───── TEXTE DE LA PAGE ─────
Jean Guisnel, 59 ans, est journaliste au Point, où il suit les questions de défense et de nouvelles technologies. Il publie aux éditions La Découverte une enquête intitulée Armes de corruption massive, secrets et combines des marchands de canons, cheminement pédagogique dans l’univers opaque de ce “commerce de souveraineté”.
Dressant la chronique des plus gros “deals” d’armes de ces trente dernières années, l’auteur parvient à bien décortiquer le rôle joué par la corruption (parfois énorme) sur des contrats à neuf zéros, pour un marché annuel évalué à 60 milliards de dollars en 2009. En dehors des considérations morales (Guisnel réprouve de telles pratiques), il montre aussi comment cette corruption sert de “garantie” aux bonnes pratiques commerciales, en liant de manière indéfectible l’acheteur et le vendeur.
L’autre facette des armes se dessine dans les fortunes rapidement accumulées par les intermédiaires de tout ordre. Des intermédiaires baroques et de plus en plus indispensables, au fur et à mesure que les lois internationales tentent de juguler le phénomène de la corruption.
───── MATÉRIEL FOURNI ─────
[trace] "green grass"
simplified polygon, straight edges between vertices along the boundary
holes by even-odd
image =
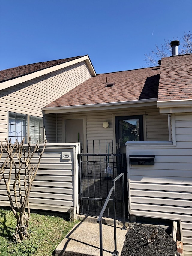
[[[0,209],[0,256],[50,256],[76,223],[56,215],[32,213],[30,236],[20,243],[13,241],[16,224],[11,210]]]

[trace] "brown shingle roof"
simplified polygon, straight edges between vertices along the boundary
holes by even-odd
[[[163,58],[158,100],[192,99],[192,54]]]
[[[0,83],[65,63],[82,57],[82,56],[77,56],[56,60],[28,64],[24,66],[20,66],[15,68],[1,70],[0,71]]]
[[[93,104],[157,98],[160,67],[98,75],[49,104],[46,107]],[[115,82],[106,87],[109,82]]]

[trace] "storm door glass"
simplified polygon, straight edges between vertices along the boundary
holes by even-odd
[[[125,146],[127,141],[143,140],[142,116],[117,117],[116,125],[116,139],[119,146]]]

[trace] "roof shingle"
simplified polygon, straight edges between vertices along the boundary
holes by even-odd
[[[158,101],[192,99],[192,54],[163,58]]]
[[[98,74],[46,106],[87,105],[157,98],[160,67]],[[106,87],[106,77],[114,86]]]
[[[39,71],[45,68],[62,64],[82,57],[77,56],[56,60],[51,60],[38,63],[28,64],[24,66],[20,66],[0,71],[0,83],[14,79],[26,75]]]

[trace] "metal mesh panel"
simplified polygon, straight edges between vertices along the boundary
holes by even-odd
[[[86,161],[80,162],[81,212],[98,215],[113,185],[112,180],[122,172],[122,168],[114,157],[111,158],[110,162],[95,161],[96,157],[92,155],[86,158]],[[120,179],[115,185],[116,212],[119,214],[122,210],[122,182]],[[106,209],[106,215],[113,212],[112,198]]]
─────
───── MATÉRIEL FOURNI ─────
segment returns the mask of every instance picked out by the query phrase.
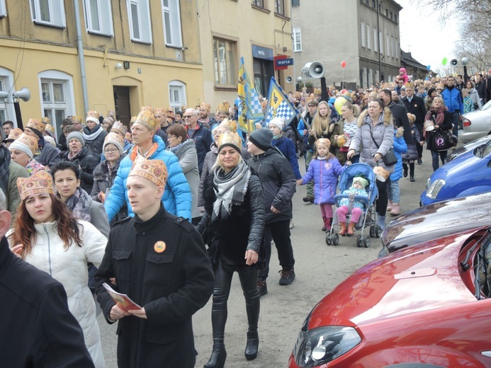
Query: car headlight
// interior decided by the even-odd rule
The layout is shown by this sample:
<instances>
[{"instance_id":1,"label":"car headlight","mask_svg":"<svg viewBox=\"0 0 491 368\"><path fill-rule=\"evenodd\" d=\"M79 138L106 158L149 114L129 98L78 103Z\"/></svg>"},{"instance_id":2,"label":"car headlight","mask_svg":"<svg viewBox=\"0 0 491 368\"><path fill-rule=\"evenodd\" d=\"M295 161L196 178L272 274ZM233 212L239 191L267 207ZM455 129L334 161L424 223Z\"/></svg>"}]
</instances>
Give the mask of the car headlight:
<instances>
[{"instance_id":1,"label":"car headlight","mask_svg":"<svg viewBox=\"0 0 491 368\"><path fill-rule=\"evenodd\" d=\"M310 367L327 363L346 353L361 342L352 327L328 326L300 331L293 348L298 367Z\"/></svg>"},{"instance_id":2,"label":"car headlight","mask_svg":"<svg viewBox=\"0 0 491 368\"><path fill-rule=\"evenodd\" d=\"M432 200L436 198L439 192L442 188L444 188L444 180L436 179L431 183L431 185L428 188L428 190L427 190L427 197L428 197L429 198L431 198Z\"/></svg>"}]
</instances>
─────
───── MATÉRIEL FOURNI ─────
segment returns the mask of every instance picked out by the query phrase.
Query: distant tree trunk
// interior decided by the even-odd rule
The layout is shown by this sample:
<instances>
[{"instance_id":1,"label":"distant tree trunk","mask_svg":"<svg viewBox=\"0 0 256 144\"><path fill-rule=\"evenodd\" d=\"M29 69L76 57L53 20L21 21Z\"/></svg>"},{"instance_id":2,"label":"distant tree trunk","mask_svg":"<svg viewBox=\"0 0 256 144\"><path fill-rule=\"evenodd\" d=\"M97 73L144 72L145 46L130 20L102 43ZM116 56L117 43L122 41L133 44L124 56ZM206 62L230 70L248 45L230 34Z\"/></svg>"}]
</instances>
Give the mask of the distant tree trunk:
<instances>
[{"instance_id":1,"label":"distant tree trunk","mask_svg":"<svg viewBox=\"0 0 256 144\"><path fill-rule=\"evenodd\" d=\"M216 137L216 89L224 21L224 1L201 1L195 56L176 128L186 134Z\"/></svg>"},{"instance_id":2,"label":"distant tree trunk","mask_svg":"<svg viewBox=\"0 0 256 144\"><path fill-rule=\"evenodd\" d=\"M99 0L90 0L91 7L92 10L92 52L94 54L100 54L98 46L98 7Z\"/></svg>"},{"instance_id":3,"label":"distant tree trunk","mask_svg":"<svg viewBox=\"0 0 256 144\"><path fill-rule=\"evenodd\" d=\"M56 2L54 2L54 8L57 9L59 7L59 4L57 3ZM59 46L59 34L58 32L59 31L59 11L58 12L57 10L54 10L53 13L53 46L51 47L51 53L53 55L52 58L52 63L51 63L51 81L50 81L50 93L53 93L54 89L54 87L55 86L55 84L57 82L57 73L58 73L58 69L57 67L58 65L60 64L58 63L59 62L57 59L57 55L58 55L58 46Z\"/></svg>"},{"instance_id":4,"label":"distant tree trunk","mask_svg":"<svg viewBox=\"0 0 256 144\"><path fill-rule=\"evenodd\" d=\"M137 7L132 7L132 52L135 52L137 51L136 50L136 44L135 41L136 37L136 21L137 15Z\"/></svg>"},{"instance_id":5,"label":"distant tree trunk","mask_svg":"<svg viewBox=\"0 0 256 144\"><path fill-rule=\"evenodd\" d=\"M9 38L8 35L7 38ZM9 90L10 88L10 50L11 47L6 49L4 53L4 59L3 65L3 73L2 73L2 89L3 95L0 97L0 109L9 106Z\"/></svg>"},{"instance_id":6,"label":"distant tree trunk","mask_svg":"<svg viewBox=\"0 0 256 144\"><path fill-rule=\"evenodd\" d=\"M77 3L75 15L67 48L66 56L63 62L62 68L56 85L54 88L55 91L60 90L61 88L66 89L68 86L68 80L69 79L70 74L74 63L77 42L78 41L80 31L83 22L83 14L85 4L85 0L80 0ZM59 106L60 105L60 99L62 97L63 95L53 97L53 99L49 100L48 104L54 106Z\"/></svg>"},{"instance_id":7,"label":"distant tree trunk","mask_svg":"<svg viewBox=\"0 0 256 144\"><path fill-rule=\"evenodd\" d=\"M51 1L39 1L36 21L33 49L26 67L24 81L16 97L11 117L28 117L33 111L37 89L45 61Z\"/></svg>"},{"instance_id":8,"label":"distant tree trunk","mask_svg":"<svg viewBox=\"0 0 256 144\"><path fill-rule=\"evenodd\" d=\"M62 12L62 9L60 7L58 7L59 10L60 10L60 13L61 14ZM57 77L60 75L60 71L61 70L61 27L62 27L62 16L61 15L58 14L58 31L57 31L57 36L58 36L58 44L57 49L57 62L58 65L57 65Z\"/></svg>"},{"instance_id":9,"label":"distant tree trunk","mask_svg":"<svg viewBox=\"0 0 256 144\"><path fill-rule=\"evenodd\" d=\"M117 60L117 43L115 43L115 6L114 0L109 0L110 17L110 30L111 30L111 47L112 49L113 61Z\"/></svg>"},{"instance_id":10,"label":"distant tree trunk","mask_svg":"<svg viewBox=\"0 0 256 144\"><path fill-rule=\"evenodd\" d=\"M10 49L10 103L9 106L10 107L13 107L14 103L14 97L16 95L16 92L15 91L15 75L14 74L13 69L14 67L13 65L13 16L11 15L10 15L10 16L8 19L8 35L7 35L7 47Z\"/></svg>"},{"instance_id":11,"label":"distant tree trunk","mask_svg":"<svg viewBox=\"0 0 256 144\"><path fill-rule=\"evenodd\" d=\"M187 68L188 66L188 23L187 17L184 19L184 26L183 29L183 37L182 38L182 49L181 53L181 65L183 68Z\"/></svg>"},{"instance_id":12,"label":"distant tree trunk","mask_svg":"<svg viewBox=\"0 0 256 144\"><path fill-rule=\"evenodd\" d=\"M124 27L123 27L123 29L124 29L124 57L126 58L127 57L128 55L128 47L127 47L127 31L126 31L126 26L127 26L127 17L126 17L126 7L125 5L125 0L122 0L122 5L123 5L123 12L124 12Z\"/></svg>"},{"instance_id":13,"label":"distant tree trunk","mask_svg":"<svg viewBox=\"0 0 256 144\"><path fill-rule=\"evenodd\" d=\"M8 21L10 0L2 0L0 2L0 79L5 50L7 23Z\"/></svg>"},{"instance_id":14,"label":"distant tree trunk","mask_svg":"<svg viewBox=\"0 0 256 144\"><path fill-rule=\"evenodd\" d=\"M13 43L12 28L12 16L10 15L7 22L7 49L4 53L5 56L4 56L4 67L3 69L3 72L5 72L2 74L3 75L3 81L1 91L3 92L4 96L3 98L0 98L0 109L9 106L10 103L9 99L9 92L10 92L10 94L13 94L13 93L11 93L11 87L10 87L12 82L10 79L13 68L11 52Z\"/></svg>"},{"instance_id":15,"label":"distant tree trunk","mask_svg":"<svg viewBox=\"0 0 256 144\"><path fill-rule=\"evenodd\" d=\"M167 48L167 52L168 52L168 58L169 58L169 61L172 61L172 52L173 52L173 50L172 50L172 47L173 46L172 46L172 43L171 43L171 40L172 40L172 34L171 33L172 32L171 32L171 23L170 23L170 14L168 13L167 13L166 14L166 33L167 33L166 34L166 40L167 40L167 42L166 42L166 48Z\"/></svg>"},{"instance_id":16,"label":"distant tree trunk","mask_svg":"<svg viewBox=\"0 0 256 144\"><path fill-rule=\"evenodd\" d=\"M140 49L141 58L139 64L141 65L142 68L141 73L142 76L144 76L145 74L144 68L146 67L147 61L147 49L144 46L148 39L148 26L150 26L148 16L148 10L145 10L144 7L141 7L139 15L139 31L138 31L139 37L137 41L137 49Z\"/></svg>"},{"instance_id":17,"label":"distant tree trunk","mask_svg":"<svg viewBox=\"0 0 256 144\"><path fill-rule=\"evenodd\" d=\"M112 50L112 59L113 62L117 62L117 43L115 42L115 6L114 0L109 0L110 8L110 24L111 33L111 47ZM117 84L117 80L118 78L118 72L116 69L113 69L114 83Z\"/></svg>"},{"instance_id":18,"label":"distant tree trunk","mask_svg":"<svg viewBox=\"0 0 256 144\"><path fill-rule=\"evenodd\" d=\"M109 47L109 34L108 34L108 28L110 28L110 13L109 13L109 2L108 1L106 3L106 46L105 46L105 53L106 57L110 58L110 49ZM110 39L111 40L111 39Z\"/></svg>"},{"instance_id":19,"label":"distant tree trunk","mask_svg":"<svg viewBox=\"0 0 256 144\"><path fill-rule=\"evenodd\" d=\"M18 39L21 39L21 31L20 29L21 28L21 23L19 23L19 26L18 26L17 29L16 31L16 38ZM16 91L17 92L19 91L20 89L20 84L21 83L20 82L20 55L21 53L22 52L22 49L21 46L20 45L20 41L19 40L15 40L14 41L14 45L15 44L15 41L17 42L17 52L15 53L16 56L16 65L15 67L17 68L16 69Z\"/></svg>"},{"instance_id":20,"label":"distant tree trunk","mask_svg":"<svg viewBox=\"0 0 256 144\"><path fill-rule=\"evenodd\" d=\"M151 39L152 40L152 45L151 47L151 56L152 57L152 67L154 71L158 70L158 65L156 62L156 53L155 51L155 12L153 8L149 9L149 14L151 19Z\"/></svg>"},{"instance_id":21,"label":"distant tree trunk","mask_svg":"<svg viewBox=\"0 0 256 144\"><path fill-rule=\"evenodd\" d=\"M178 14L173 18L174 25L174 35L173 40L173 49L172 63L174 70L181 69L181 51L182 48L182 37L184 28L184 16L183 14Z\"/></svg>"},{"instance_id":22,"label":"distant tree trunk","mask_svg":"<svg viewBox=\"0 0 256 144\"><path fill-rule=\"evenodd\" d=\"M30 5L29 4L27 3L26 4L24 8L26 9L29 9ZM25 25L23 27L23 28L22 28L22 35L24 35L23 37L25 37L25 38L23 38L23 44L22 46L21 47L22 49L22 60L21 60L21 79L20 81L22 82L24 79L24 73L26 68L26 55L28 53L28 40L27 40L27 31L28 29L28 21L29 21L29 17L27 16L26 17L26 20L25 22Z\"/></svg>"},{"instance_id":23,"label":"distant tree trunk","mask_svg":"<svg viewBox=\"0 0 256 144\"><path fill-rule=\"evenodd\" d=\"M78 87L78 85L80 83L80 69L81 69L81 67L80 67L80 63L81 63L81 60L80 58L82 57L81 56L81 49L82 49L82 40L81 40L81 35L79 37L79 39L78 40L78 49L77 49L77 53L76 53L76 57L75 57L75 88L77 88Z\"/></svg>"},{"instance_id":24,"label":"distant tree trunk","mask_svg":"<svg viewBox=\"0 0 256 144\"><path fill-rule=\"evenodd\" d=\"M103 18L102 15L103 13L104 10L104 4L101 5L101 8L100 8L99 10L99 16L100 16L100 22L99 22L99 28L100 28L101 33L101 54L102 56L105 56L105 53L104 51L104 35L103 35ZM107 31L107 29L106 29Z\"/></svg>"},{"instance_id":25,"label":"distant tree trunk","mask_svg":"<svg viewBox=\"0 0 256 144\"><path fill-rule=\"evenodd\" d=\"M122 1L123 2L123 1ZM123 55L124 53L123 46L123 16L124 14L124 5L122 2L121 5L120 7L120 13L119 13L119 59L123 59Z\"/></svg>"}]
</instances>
─────
* [VOTRE OBJECTIF] Pour chacune des affirmations suivantes, indiquez si elle est conforme au texte sur le commerce des armes, en répondant par oui ou par non et en citant textuellement les mots du texte qui permettent de trancher. (a) Jean Guisnel est journaliste au Point. (b) Le marché annuel des armes est évalué à 60 milliards d'euros en 2009. (c) Guisnel approuve les pratiques de corruption qu'il décrit.

* [CORRIGÉ DE L'EXERCICE]
(a) Oui : « Jean Guisnel, 59 ans, est journaliste au Point ».
(b) Non : « pour un marché annuel évalué à 60 milliards de dollars en 2009 ».
(c) Non : « Guisnel réprouve de telles pratiques ».